**Task objective**
Reproduce the data below in full, from the line with "class is: jacket" to the line with "[243, 153, 282, 171]", offsetting each bounding-box coordinate by adding 127.

**Data shown**

_ _ _ _ _ _ _

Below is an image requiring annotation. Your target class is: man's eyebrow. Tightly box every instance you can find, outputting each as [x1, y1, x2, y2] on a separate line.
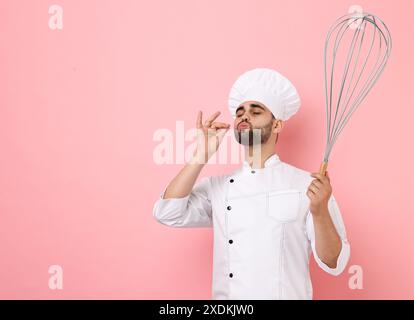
[236, 103, 265, 113]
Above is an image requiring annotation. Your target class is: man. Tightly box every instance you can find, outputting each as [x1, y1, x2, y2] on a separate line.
[153, 68, 350, 299]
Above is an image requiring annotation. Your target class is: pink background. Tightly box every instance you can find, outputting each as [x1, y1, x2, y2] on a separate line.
[0, 0, 414, 299]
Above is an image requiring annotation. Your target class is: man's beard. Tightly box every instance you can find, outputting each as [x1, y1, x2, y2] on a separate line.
[234, 120, 273, 146]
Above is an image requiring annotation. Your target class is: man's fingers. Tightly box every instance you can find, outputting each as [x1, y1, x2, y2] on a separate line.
[311, 172, 329, 183]
[309, 184, 319, 194]
[311, 179, 323, 189]
[196, 111, 203, 129]
[211, 122, 230, 129]
[204, 111, 221, 127]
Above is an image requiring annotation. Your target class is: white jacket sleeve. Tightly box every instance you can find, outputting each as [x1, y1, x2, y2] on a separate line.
[306, 195, 351, 276]
[153, 177, 212, 228]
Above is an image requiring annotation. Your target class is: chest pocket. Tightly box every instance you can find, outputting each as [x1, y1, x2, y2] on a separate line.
[267, 189, 301, 223]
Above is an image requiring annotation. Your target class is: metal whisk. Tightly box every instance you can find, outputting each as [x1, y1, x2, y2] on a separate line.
[319, 13, 392, 174]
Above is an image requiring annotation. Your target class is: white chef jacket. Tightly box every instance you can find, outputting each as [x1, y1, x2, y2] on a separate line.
[153, 154, 350, 299]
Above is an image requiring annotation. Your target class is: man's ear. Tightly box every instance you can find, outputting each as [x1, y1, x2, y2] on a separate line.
[273, 119, 284, 133]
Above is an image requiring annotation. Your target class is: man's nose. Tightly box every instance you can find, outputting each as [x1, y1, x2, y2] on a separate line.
[242, 114, 249, 121]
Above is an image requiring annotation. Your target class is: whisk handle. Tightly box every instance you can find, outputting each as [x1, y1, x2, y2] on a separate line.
[319, 161, 328, 175]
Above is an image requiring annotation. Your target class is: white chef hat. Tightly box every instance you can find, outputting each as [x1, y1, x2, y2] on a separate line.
[229, 68, 301, 120]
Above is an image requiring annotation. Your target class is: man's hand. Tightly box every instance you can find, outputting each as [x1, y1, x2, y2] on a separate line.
[306, 172, 332, 216]
[193, 111, 230, 164]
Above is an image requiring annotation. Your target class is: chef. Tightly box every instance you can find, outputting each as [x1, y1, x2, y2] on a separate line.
[153, 68, 350, 299]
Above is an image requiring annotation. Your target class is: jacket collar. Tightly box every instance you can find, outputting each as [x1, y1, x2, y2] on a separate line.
[243, 153, 282, 171]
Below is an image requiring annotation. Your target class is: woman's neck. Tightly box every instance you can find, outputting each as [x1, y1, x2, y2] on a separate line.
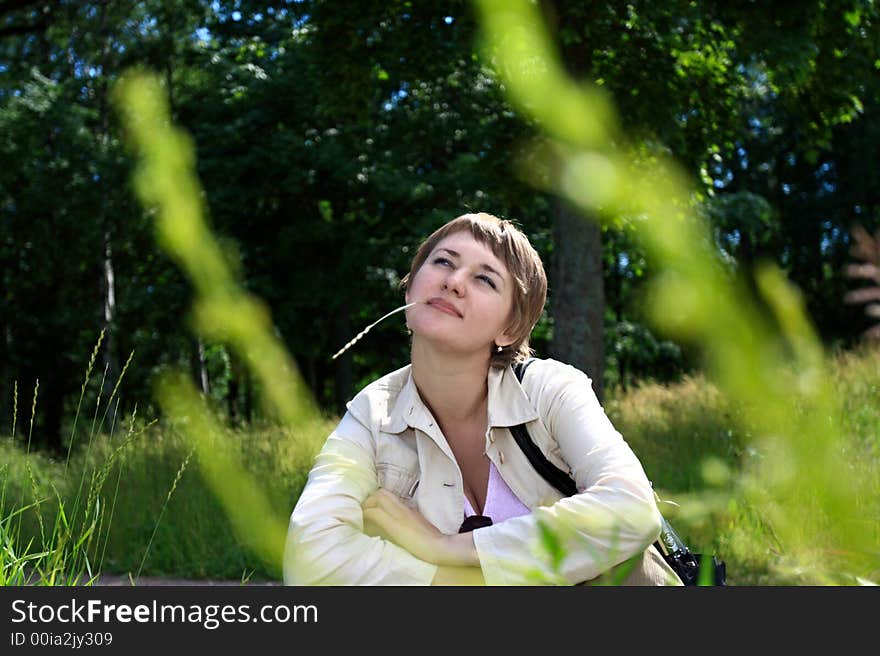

_ _ _ _ _ _ _

**Output for this exercise**
Above is an image requiring annotation. Your target class is: jacket collar. Tightly box every instance you can find, outputting each as [x1, y1, x2, y2] on a separate line.
[370, 280, 409, 298]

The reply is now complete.